FOG server crashing on group deployment
-
Running 1.5.4 on Kubuntu 16. Used to be able to group deploy image to labs of 30-60 machines, FOG would self queue and run, imaging all machines. Now 6-8 start imaging, then after another 6-8 queue up, the FOG server crashes. Unable to access Web GUI, getting gateway timeout error… I tried rolling back Kernel to 14.15.2, no luck.
-
This will most likely have to do with PHP-FPM crashing. Check the PHP-FPM logs in the FOG WebUI and post the logs here.
-
Attached are the Apache Error log. Only logs related to PHP.0_1529421739894_apache log.txt
-
@zagaeski Looks like it failed to rename the kernel/make the directory. (check permissions?)
Anyway, that’s not the important bit, you’re getting a lot of timeouts. Do you have a logfile of PHP-FPM itself? (regarding its children). On some debian based systems it was stuck on max_children of 5 which is very little if you’re going to deploy to a bunch of clients.
I’ve been trying out some settings on my own FOG installation that seem to work more smoothly if you’re up for some expermintation. (though will have to wait until tomorrow)

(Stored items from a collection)
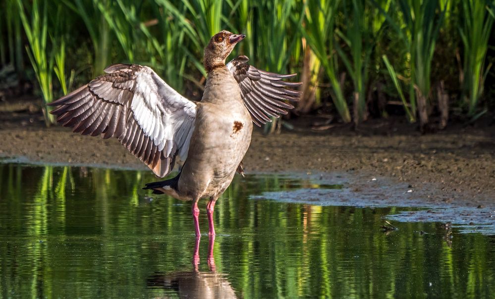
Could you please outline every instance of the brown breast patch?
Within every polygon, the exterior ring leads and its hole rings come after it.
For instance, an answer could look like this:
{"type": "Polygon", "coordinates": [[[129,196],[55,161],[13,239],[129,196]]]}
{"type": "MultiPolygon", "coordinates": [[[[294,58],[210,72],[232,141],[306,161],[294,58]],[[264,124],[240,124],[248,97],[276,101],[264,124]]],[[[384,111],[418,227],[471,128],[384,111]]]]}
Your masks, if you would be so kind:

* _EXERCISE SET_
1. Decide whether each statement agrees with the FOG server thread, answering yes or no for (a), (b) and (c) and quoting the words of the thread that settle it.
(a) The server runs version 1.5.4 on Kubuntu 16.
(b) Rolling the kernel back to 14.15.2 fixed the problem.
(c) On some Debian-based systems, PHP-FPM was stuck on a max_children value of 5.
2. Duplicate the passage of the FOG server thread starting with "Anyway, that’s not" and going on through "bunch of clients.".
Nothing in the listing is needed for this work.

* _WORKED SOLUTIONS_
1.
(a) Yes: "Running 1.5.4 on Kubuntu 16."
(b) No: "I tried rolling back Kernel to 14.15.2, no luck."
(c) Yes: "On some debian based systems it was stuck on max_children of 5"

2.
Anyway, that’s not the important bit, you’re getting a lot of timeouts. Do you have a logfile of PHP-FPM itself? (regarding its children). On some debian based systems it was stuck on max_children of 5 which is very little if you’re going to deploy to a bunch of clients.